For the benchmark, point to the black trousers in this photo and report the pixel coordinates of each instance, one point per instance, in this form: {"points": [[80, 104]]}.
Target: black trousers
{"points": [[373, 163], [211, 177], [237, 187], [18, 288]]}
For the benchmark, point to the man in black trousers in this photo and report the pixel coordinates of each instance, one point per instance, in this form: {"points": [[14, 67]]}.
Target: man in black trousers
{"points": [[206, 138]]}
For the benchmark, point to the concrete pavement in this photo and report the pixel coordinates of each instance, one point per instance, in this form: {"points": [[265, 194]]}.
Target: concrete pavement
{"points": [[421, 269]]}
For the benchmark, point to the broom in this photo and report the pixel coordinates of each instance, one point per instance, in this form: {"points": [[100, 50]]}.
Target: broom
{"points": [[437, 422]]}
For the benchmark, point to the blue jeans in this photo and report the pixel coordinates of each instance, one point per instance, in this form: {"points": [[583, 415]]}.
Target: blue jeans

» **GIVEN REQUEST**:
Reproduce every line of the data above, swapping each "black trousers" for "dark pants" and keeping everything else the same.

» **THE REPLY**:
For the benchmark, point to the dark pants in this photo and report the pixel coordinates of each instance, one point per instance, in this form: {"points": [[80, 104]]}.
Target: dark pants
{"points": [[373, 163], [211, 177], [237, 187], [18, 288]]}
For the benchmark, point to the man in dark pants in this photo and report the pixel coordinates of each instance, one point per instance, in this form: {"points": [[14, 67]]}.
Target: man in dark pants
{"points": [[206, 138]]}
For the benchmark, point to the concrete pavement in this photo and report the pixel coordinates of each instance, one point per instance, in this form: {"points": [[265, 194]]}.
Target: concrete pavement
{"points": [[421, 269]]}
For the benchmark, point to the broom in this photo and report the pixel coordinates of each instance, one point per instance, in this form: {"points": [[100, 50]]}.
Target: broom
{"points": [[437, 422]]}
For the benchmark, point to the blue jeans in this photo and report the pixel coordinates of each instance, one point per instance, in this form: {"points": [[583, 415]]}.
Target: blue jeans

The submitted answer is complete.